▸ **Stated problem**: Every entry should be repeated exactly. Omit the pictures.

-- START Listed records --

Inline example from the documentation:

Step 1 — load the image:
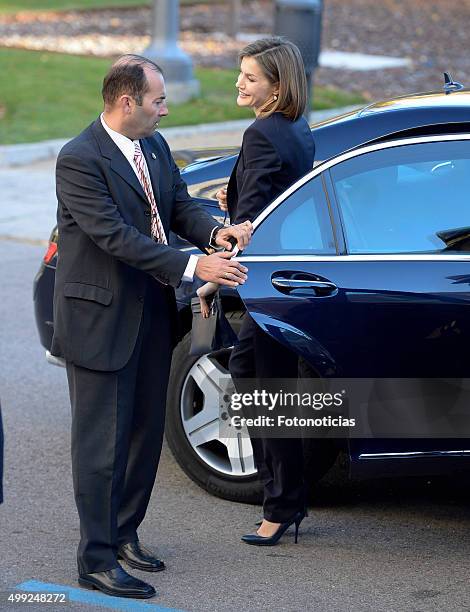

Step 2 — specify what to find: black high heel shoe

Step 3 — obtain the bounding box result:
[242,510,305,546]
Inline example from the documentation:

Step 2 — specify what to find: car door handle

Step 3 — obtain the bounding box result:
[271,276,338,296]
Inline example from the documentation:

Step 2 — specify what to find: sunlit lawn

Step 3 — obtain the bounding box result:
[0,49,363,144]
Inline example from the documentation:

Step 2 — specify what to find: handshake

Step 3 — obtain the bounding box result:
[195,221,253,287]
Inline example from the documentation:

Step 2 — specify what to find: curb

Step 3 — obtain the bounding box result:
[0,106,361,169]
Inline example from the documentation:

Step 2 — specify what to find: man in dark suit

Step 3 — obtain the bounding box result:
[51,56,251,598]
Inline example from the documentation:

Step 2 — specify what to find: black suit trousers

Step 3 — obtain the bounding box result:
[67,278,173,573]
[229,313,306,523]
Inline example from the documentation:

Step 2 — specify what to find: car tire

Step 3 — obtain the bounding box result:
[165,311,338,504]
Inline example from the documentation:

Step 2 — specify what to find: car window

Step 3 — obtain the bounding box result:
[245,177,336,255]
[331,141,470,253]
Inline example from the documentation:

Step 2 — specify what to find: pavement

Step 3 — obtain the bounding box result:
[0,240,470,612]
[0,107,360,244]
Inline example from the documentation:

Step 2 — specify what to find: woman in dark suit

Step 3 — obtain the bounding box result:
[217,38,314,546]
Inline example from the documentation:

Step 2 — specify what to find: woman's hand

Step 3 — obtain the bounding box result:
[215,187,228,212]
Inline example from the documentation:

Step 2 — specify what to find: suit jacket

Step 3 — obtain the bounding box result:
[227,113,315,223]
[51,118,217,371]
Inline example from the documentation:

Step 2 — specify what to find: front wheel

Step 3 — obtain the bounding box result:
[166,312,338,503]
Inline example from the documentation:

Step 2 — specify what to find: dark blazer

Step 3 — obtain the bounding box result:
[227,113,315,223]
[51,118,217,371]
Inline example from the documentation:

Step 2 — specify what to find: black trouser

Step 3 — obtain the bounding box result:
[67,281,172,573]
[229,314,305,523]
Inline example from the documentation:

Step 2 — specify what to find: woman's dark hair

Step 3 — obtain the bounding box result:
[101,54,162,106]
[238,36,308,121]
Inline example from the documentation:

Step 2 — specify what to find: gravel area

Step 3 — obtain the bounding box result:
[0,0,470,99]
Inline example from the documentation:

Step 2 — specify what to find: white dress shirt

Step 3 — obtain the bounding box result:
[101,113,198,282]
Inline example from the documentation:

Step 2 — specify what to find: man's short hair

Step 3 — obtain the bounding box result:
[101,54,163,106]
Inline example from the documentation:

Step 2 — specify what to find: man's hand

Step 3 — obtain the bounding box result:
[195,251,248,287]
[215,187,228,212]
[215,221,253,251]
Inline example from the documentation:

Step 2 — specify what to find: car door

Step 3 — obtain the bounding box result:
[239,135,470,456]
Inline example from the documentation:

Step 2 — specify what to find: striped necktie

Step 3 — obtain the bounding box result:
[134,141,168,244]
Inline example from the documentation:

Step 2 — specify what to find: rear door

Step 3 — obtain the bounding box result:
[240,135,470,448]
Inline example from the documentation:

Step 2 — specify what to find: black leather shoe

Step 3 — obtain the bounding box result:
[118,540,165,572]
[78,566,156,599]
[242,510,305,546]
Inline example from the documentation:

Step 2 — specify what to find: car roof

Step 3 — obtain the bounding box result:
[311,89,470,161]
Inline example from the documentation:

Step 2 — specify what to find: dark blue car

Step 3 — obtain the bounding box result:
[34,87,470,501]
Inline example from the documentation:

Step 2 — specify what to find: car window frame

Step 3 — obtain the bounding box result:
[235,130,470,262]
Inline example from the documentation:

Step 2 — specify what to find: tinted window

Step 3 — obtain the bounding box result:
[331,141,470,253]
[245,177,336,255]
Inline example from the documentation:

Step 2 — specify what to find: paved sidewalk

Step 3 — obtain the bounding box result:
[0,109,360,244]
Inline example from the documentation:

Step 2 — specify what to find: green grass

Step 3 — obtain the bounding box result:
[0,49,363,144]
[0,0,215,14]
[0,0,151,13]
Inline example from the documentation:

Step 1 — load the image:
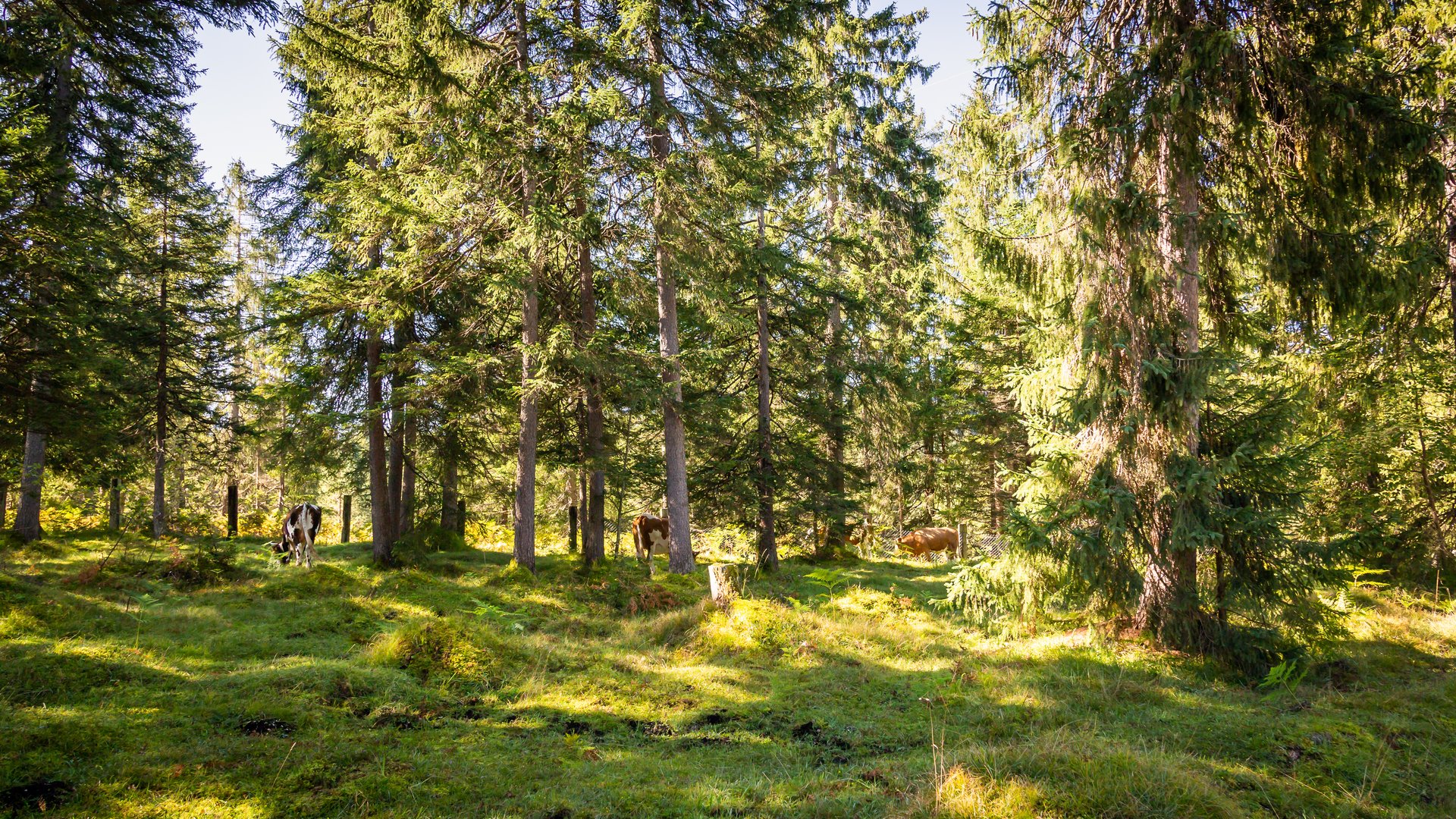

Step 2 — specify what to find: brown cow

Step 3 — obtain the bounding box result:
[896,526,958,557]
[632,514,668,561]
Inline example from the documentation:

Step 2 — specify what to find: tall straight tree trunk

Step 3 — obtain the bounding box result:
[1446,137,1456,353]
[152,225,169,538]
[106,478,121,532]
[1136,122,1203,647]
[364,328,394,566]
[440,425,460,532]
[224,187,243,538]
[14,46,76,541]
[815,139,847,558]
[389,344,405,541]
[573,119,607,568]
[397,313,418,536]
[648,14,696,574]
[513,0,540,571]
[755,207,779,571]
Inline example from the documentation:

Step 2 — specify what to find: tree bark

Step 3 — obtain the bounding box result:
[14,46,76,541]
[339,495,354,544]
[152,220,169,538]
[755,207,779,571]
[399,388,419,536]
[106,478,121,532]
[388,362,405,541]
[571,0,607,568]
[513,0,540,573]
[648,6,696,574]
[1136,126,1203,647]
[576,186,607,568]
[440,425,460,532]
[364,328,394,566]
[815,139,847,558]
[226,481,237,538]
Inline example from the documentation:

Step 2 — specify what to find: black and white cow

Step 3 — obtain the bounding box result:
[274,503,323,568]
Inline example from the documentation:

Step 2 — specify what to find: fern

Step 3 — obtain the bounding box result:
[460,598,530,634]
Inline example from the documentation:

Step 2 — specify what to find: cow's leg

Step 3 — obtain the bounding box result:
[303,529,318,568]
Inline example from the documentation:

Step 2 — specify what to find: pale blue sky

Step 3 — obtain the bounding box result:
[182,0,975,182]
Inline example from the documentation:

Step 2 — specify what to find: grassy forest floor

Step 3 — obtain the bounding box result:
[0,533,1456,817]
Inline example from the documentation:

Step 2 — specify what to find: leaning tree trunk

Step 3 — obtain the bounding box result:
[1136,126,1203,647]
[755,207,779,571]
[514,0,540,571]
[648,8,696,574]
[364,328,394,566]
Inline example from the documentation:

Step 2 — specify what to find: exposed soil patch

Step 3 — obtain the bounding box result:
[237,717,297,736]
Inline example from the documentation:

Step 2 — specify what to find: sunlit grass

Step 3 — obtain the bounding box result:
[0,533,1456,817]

-- END Listed records --

▸ **Full answer**:
Inline example from the documentation:

Step 1 — load the image:

Step 2 — specify what to find: black high heel shoe

Step 3 — obtain the bounding box result:
[242,510,305,546]
Inline example from the documentation:

Step 2 — specify what to find: car door handle

Step 3 — obtain the bounding box result:
[271,276,338,296]
Inline example from the documentation:

Step 2 — specify what to find: sunlit lawn

Step 3 — obtain the bounding box result:
[0,49,363,144]
Inline example from the documentation:

Step 2 — specify what to find: handshake

Step 3 — obtain the bounding box result:
[195,221,253,287]
Inline example from the documentation:

Step 2 — specify what to find: curb

Step 3 — obtain the bounding box result:
[0,106,361,169]
Inline example from the documentation:

Step 2 — specify what to find: man in dark suit

Step 3 — obtain the bounding box result:
[51,56,251,598]
Inline example from the documentation:

Step 2 — specify what to find: black suit trousers

Step 3 — obtain the bounding box result:
[67,278,173,573]
[229,313,306,523]
Inline example from the documentation:

Step 2 — specify what to find: car tire

Step 3 — obtain the bounding box result:
[165,311,338,504]
Inline example from the documentation:

Step 2 — specify what to find: car window

Step 3 — obtain the bounding box result:
[245,177,336,255]
[331,141,470,253]
Inline example from the documentation:

Step 2 — specify what to find: pavement

Step 3 — obtain the bounding box result:
[0,240,470,612]
[0,107,360,244]
Inline example from the documentation:

Step 2 — specify what to find: woman in dark suit

Step 3 — obtain the bounding box result:
[217,38,314,546]
Inline example from the documentation:

Step 2 — specify what to find: woman's hand

Step 3 — obtain the bounding box result:
[215,187,228,212]
Inline example from the documentation:

Step 2 — specify what to find: suit jacket

Step 3 — obtain the bounding box result:
[227,113,315,223]
[51,118,217,371]
Inline example from the documentation:

Step 2 — specify what to find: front wheel

Step 3 — obtain the bounding box result:
[166,312,338,503]
Inline example from the documentation:

Step 2 — specify what to find: dark blazer

Step 3 — obtain the bounding box result:
[227,113,315,223]
[51,118,217,371]
Inline example from the documentation:

Step 2 — specify what to find: black trouser

Step 3 — obtain the bounding box result:
[67,281,172,573]
[229,314,305,523]
Inline example from the documentation:

Step 2 — specify what to find: woman's dark hair

Step 3 — obtain the bounding box result:
[101,54,162,106]
[238,36,308,121]
Inline example from the documentation:

Step 2 — specify what to find: gravel area

Step 3 — obtain the bounding box result:
[0,0,470,99]
Inline example from the documentation:

Step 2 — specify what to find: white dress shirt

Step 3 — obtain the bounding box result:
[101,113,198,282]
Inline example from the documentation:

Step 2 — specify what to find: man's short hair

Step 3 — obtain the bounding box result:
[101,54,163,106]
Inline example from the documentation:

Step 2 — specify what to find: man's hand

Step 3 — obtain the bounding box result:
[195,251,248,287]
[215,187,228,212]
[215,221,253,251]
Inline example from the documentation:

Step 2 — specify what to find: car door

Step 3 — obtain the bounding box result:
[239,135,470,456]
Inline example from the documentation:

Step 2 — specify what to find: striped necktie

Step 3 — obtain the bounding box result:
[134,141,168,244]
Inline example from the documentation:

Step 2 — specify what to find: rear door

Step 3 — obtain the bounding box result:
[240,135,470,448]
Inline example from the documentation:

Step 2 — specify what to find: black leather shoe

Step 3 — obtain the bounding box result:
[118,540,165,572]
[78,566,156,599]
[242,510,305,546]
Inline example from the documentation:

Step 2 — specify what to find: car roof

Step 3 — obtain the bounding box result:
[311,89,470,161]
Inline example from the documentation:

Step 2 — specify what to find: dark blue car

Step 3 — obtain the bounding box result:
[34,87,470,501]
Inline example from the documentation:

Step 2 — specify what to find: car window frame

Step 3 — obtain the bounding box result:
[235,130,470,262]
Inline example from the documentation:

Step 2 — specify what to find: tinted window

Step 3 — obtain the bounding box result:
[331,141,470,253]
[245,177,336,255]
Inline example from the documentation:

Step 2 — specify what to find: paved sidewalk

Step 3 — obtain the bounding box result:
[0,109,360,244]
Inline example from the documentation:

Step 2 — specify what to find: green grass

Step 3 — obtain the bounding box result:
[0,49,363,144]
[0,0,215,14]
[0,0,151,13]
Inline example from the documentation:

Step 1 — load the image:

Step 2 — specify what to find: brown cow

Step 3 — obtain the bounding box result:
[896,526,958,557]
[632,514,668,561]
Inline example from the documentation:

Step 2 — specify what to find: tall straight tree trunk

Step 3 — obtain the bounding box result:
[1446,137,1456,353]
[152,225,169,538]
[106,478,121,532]
[1136,122,1203,647]
[364,328,394,566]
[440,425,460,532]
[224,187,243,538]
[14,46,76,541]
[815,139,847,558]
[389,344,405,541]
[573,119,607,568]
[397,313,418,536]
[648,14,696,574]
[513,0,540,571]
[755,207,779,571]
Inline example from the documentation:

Step 2 — specify what to find: tree bark

Step 3 — obtain the bounding box result:
[14,46,76,541]
[339,495,354,544]
[152,220,169,538]
[755,207,779,571]
[399,388,419,536]
[106,478,121,532]
[388,362,405,541]
[571,0,607,568]
[513,0,540,573]
[648,6,696,574]
[1136,126,1203,647]
[576,186,607,568]
[440,425,460,532]
[364,328,394,566]
[815,139,847,558]
[226,481,237,538]
Inline example from the documentation:

Step 2 — specify what to find: black and white cow

Step 3 — obtain the bounding box result:
[274,503,323,568]
Inline example from the documentation:

Step 2 — specify what to find: fern

Step 3 — obtain the bounding box result:
[460,598,530,634]
Inline example from the documentation:

Step 2 — specify what to find: cow's leg

Step 3 — obtain the bounding box result:
[303,529,318,568]
Inline example from the documentation:

Step 2 — specify what to find: pale blue sky

Step 3 — obtain the bounding box result:
[182,0,975,182]
Inline example from the documentation:

Step 2 — specify what to find: grassy forest floor

Step 3 — obtain the bounding box result:
[0,533,1456,817]
Inline example from the documentation:

Step 2 — specify what to find: leaning tree trunk

Step 3 — obtain the bounding box result:
[1136,126,1203,647]
[755,207,779,571]
[514,0,540,571]
[648,8,696,574]
[364,328,394,566]
Inline example from the documentation:

Step 2 — specify what to find: exposed soil patch

Step 3 — obtain the bounding box result:
[237,717,297,736]
Inline example from the documentation:

Step 2 — specify what to find: sunlit grass

Step 3 — obtain the bounding box result:
[0,533,1456,817]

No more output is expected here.